## Description of the task
Return only this: the line with "of the grass" and all the lines that follow it below, through the final one, exactly as they are.

___

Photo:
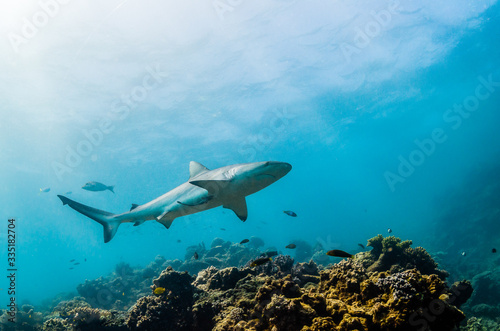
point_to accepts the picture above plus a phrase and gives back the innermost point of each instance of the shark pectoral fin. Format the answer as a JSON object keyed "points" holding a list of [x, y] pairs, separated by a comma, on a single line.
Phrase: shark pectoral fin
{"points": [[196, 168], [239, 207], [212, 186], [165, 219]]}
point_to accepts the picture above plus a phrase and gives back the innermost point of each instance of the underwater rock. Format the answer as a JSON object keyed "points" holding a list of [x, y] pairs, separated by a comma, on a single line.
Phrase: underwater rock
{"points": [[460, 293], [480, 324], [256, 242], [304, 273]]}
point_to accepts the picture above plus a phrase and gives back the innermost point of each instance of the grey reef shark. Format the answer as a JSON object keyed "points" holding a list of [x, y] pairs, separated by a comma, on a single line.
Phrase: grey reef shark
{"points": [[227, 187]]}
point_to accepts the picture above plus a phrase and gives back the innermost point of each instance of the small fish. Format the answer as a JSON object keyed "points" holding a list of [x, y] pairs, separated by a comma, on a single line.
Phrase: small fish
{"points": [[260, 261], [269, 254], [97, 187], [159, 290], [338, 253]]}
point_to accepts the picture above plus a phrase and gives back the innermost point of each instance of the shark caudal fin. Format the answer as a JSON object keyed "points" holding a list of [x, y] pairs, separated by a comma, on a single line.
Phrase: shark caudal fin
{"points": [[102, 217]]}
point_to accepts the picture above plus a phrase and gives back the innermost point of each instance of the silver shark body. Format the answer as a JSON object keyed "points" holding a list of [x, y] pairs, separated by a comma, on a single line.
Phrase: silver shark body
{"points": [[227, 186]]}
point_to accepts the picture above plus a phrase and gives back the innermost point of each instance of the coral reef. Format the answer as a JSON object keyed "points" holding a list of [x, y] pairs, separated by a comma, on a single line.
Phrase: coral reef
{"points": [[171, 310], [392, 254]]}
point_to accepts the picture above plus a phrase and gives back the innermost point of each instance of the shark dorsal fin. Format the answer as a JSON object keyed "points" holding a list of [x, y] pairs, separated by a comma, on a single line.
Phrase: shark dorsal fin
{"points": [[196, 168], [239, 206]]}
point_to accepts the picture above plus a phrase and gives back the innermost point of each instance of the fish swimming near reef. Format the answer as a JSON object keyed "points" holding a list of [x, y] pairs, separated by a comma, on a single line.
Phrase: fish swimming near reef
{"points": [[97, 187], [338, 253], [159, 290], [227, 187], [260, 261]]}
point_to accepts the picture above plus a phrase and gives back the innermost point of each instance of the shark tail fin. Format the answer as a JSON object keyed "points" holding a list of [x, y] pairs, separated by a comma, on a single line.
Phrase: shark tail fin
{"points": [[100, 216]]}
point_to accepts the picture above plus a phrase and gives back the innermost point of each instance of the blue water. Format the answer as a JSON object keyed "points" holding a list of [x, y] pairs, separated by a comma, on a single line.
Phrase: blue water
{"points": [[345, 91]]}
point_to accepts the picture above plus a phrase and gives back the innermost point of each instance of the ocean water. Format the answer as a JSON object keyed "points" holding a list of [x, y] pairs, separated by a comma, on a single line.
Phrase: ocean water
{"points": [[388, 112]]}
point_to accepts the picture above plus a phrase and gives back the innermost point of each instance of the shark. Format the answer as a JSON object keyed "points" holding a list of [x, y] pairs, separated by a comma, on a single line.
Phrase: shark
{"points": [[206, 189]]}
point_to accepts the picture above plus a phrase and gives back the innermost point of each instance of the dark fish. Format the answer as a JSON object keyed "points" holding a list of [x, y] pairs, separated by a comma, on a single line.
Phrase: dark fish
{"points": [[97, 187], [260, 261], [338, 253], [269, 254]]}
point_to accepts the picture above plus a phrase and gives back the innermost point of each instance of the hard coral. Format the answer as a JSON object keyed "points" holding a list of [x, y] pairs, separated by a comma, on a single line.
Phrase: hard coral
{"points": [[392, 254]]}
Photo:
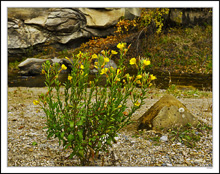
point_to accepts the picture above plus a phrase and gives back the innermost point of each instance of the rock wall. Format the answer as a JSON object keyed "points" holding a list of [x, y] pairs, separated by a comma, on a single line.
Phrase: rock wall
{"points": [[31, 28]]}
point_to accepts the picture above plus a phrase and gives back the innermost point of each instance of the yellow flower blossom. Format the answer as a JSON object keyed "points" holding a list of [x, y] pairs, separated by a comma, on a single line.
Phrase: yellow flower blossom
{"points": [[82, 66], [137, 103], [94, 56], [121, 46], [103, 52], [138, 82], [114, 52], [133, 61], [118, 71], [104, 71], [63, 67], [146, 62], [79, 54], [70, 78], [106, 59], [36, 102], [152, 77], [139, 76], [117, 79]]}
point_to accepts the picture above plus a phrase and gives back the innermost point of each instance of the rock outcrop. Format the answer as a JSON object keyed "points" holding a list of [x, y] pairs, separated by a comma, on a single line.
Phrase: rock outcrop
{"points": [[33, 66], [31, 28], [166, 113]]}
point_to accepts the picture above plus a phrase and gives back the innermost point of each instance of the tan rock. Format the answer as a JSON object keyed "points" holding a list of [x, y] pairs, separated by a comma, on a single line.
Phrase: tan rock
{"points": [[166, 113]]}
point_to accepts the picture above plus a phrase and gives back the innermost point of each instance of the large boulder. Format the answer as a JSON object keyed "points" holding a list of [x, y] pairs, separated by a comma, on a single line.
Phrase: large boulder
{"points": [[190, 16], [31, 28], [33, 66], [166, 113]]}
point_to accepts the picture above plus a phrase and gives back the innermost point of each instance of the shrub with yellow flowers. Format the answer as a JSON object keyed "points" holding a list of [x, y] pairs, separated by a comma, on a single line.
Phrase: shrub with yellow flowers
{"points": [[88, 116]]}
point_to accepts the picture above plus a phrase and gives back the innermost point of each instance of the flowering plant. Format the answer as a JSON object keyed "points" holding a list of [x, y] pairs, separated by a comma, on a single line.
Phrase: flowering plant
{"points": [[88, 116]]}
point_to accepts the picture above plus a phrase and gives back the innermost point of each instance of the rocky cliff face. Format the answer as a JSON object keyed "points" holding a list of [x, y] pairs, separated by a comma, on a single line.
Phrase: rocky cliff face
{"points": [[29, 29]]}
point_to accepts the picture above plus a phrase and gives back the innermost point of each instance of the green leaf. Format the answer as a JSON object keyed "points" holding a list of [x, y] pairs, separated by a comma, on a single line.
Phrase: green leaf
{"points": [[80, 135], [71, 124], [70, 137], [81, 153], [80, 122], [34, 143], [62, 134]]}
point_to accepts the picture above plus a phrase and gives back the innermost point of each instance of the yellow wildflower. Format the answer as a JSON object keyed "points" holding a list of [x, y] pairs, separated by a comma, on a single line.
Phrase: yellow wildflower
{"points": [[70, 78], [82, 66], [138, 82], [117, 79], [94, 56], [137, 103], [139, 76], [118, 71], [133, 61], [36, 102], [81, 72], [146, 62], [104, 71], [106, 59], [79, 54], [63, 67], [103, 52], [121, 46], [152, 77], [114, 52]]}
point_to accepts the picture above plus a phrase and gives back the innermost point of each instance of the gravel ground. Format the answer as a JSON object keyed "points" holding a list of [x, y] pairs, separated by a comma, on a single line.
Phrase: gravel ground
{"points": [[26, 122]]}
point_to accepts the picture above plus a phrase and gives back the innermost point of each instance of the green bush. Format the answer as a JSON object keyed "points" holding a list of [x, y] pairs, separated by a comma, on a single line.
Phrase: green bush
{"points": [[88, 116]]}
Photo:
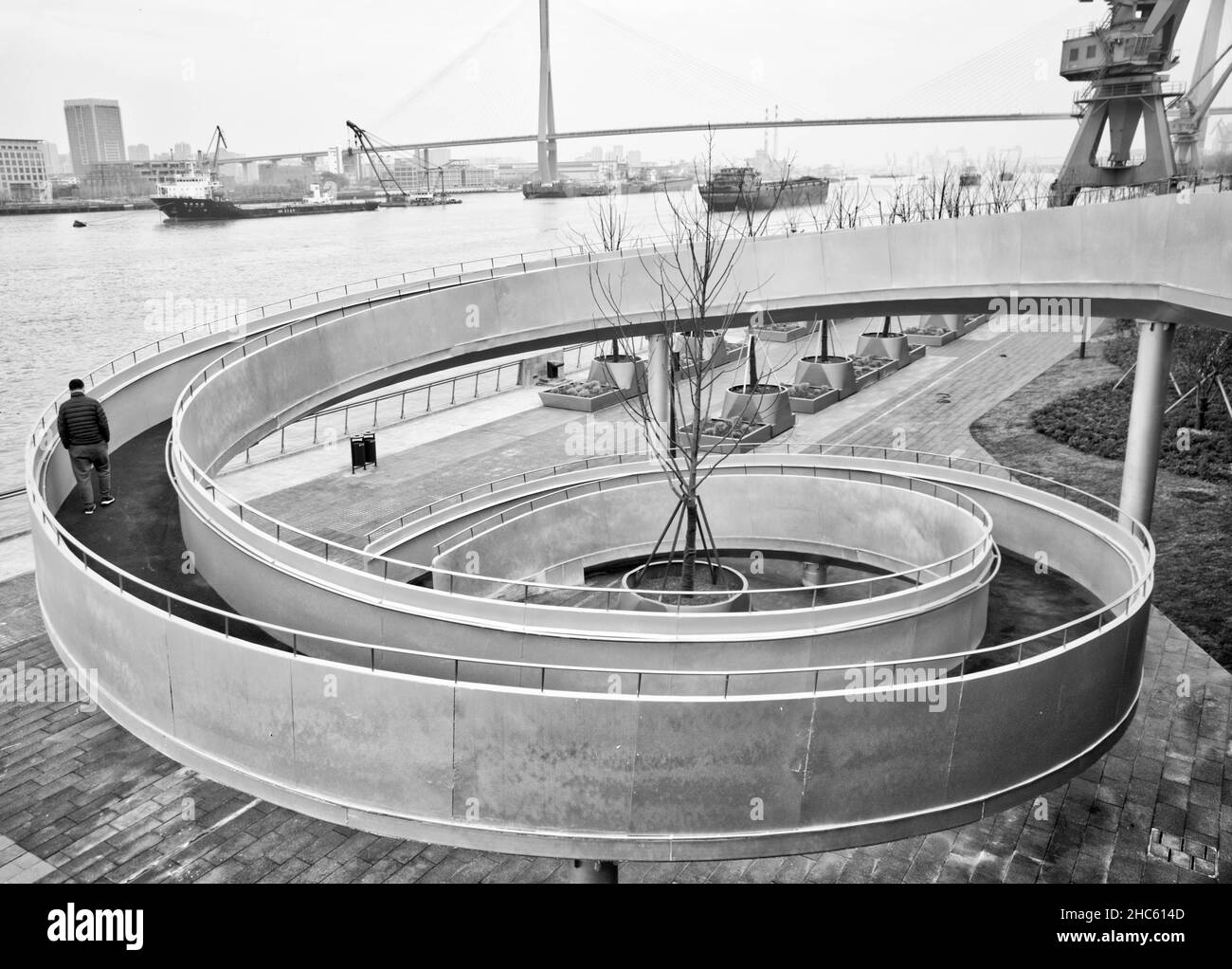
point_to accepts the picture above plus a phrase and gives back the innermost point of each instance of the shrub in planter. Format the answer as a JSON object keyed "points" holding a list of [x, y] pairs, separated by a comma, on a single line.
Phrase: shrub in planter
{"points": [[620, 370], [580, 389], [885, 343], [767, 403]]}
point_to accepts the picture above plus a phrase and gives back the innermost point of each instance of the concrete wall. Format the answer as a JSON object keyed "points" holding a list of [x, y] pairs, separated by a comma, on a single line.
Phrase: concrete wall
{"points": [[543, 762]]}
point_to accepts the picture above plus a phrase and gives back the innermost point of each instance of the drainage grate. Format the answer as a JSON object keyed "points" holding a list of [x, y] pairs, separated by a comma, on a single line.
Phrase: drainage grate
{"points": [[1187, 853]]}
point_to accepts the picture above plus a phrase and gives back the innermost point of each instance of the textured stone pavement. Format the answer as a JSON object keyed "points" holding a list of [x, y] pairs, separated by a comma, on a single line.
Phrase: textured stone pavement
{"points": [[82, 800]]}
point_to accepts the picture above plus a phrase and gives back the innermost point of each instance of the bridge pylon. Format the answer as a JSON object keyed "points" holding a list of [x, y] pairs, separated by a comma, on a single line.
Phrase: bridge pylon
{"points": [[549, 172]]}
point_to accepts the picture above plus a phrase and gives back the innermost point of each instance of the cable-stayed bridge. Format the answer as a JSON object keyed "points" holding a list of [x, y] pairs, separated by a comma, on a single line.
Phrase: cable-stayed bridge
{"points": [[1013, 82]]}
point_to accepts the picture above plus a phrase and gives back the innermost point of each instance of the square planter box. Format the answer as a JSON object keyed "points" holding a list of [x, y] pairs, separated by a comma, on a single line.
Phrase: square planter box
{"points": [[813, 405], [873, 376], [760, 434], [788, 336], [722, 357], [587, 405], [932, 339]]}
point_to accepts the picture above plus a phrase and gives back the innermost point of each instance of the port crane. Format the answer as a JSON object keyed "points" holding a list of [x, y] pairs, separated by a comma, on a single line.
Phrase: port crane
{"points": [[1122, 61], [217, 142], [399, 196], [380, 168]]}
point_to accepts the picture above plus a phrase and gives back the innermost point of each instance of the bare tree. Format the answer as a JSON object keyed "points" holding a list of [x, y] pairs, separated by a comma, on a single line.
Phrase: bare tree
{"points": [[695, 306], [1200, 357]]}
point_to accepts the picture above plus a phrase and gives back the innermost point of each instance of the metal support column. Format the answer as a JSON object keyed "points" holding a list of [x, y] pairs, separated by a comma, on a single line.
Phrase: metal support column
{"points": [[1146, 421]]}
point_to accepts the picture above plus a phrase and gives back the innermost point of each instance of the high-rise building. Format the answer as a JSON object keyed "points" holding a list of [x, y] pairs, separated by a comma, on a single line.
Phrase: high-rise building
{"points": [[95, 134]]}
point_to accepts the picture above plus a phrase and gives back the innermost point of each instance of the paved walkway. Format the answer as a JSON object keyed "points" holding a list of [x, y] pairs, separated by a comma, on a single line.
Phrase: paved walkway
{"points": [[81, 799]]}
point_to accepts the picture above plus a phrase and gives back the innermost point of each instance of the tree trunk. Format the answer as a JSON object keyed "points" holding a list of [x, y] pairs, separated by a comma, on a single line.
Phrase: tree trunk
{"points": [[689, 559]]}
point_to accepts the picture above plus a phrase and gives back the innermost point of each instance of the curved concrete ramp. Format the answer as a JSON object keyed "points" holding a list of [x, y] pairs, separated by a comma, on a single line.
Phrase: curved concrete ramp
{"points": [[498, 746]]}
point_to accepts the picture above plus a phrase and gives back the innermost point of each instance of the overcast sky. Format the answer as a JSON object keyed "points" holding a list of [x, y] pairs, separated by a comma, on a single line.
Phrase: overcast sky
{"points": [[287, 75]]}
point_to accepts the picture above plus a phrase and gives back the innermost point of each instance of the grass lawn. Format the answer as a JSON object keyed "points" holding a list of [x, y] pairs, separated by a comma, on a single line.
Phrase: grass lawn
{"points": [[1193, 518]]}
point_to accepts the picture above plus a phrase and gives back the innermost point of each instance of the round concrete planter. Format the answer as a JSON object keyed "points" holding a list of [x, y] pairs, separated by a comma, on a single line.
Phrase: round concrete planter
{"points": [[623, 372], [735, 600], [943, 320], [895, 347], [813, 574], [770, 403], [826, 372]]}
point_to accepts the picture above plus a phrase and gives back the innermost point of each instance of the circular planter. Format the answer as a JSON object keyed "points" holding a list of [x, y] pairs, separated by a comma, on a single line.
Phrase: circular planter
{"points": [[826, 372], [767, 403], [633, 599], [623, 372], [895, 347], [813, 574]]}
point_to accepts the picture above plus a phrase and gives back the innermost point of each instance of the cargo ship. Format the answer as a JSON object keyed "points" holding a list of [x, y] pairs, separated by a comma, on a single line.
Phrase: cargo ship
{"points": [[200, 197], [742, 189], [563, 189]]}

___

## Solution to the exercise
point_to accepts the picture above plus a phrase and gives back the innermost point of each instance of the grass lawn. Format the answer as a JSON object keyed "points" holding a list of [x, y] pairs, separated by a comma, on a single line.
Phrase: grass lawn
{"points": [[1193, 518]]}
point_to accepts the picture above plus a phrase and gives back the innermost point of each instance of the round concrete planter. Format the answer as a JSON object keyed "points" holding a list of [x, y] pairs, separated by a comma, on a single line.
Phrase: round concrete planter
{"points": [[623, 372], [735, 600], [943, 320], [895, 347], [813, 574], [770, 403], [826, 372]]}
point_to accepts the picture above plus a phrase and gives back the innermost point of each instance of the circular planter. Format the answer as a JSON object keyed "points" holding a list of [x, y] pairs, separated by a comma, on a single line.
Phrase: circular planter
{"points": [[826, 372], [767, 403], [633, 599], [623, 372], [895, 347], [813, 574]]}
point_to accepts the picture above plus a phrase and gives back the innermost point of each instance of the cargo ship. Format the answer as a JSON object keyed "points" holding a list of [x, y] pairs, separated by a comma, on a single line.
Phrase: cargo ship
{"points": [[200, 197], [742, 189], [563, 189]]}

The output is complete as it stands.